**REQUIREMENTS:** Send back the entries below exactly as they appear.

**RECORDS SUPPLIED:**
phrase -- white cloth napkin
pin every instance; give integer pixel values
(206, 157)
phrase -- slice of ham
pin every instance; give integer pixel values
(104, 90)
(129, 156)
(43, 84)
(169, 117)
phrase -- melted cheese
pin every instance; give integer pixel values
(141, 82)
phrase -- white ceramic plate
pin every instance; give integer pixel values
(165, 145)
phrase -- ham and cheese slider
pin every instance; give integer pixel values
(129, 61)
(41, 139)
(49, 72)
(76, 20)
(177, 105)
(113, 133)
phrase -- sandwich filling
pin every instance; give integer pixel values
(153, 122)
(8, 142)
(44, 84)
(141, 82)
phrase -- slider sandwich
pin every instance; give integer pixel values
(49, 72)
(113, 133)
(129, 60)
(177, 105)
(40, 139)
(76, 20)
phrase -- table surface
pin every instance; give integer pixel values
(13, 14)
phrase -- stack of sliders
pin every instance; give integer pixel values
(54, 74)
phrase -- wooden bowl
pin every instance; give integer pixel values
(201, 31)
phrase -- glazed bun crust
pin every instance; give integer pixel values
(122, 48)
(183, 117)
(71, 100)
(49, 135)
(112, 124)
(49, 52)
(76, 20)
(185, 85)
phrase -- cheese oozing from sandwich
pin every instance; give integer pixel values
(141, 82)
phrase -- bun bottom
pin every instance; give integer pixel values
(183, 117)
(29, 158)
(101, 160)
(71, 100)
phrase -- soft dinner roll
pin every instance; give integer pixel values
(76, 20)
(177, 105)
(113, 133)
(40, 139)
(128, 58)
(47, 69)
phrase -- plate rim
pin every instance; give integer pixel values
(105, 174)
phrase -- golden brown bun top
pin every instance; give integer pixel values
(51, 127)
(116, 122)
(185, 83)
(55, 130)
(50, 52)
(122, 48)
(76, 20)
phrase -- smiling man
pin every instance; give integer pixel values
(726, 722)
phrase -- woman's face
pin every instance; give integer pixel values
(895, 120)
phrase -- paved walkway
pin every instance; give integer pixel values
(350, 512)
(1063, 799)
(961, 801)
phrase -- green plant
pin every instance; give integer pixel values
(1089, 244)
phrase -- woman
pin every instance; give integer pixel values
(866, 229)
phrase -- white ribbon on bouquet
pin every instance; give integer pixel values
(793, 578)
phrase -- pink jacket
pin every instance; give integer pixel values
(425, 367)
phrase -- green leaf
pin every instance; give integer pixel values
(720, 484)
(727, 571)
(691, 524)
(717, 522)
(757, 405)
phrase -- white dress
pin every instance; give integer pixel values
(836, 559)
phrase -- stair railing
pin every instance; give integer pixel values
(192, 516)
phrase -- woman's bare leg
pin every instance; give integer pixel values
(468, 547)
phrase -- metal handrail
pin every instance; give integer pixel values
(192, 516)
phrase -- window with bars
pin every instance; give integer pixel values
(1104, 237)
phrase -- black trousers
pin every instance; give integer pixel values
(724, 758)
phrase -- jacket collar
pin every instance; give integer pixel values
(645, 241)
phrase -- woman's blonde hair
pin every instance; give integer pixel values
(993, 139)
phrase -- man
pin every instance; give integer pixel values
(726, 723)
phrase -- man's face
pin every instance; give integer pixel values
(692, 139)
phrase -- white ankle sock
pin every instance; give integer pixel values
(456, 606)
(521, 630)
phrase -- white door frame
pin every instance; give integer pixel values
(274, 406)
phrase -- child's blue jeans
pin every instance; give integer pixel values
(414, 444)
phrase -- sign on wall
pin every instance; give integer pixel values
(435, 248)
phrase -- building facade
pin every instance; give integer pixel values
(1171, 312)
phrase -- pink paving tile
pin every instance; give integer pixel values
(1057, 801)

**RESULT OF THE TASK:**
phrase -- white cloth napkin
pin every instance; give integer pixel values
(206, 157)
phrase -- slice of ham
pin every instance; give integer pixel values
(104, 90)
(129, 156)
(43, 84)
(169, 117)
phrase -- melted cheese
pin every instance; give integer pixel values
(141, 82)
phrase -- white ceramic plate
pin every instance; give integer pixel values
(165, 145)
phrase -- ham and cheese slider
pin every instance; give integer pixel values
(129, 61)
(41, 139)
(49, 72)
(76, 20)
(177, 105)
(113, 133)
phrase -- sandwich filling
pin every instance; give integer pixel values
(153, 122)
(8, 142)
(44, 84)
(141, 82)
phrase -- slider sandwich
pin every instance; give integer pixel values
(49, 72)
(113, 133)
(129, 60)
(177, 105)
(40, 139)
(76, 20)
phrase -- table surface
pin every instance; give integer pixel values
(13, 14)
phrase -- stack of sliders
pin every instance; give integer pixel values
(54, 74)
phrase -- wooden bowl
pin every instance; give integer pixel values
(201, 31)
phrase -- glazed bun crust
pin every instance; give integer pixel values
(122, 48)
(183, 117)
(71, 100)
(49, 135)
(112, 124)
(49, 52)
(76, 20)
(185, 85)
phrase -- cheese oozing from sandwich
pin every instance; give integer pixel values
(141, 82)
phrase -- bun bottom
pin every instance; give integer pixel values
(183, 117)
(29, 158)
(101, 160)
(71, 100)
phrase -- soft dinner roll
pin every instance; give integer pixel values
(76, 20)
(177, 105)
(113, 133)
(40, 139)
(128, 58)
(47, 69)
phrase -- plate rim
pin every instance; give integer pixel values
(105, 174)
phrase -- golden brown bun top
pin every instance; give integer pixel values
(51, 127)
(116, 122)
(185, 83)
(55, 130)
(50, 52)
(122, 48)
(76, 20)
phrase -- smiling man
pin every instance; give integer pixel values
(726, 722)
phrase -- woman's face
pin every instance; give integer pixel values
(895, 120)
phrase -- paved walkway
pin every instance; give integer pixel values
(350, 512)
(1063, 799)
(961, 801)
phrase -- green plant
pin every instance; give integer pixel values
(1089, 244)
phrase -- woman
pin every instance; give integer pixel values
(866, 229)
phrase -- white ribbon on bouquet
pin every instance; give integer pixel values
(793, 578)
phrase -- pink jacket
pin every instance; give integer pixel values
(425, 367)
phrase -- green leaf
pin every instance; give integer pixel values
(720, 484)
(727, 571)
(691, 524)
(717, 522)
(757, 405)
phrase -- white dress
pin every instance; give integer pixel values
(836, 559)
phrase -- stair railing
pin every instance; give integer pixel values
(192, 516)
phrase -- woman's bare leg
pin every instance; give integer pixel values
(468, 547)
phrase -- metal handrail
pin every instance; give integer pixel values
(192, 516)
phrase -- window with bars
pin every instance; give integer pixel values
(1104, 237)
phrase -- black trousers
pin every instance; give integer pixel values
(724, 758)
phrase -- jacket collar
pin every instance; give integer pixel values
(645, 241)
phrase -- woman's blonde hair
pin every instance; give integer pixel values
(993, 139)
phrase -- man
pin every instance; give integer pixel values
(726, 723)
phrase -- man's face
pin every instance; give integer pixel values
(692, 139)
phrase -- white ankle sock
pin every instance; give integer pixel values
(456, 606)
(521, 630)
phrase -- white door frame
pin every instance; give integer pixel values
(274, 406)
phrase -- child's blue jeans
pin every instance; give integer pixel values
(414, 444)
phrase -- sign on wall
pin every instance; give integer pixel values
(435, 248)
phrase -- building facade
pin every instance; give integer pixel values
(1171, 312)
phrase -- pink paving tile
pin every instance; give integer pixel values
(1057, 801)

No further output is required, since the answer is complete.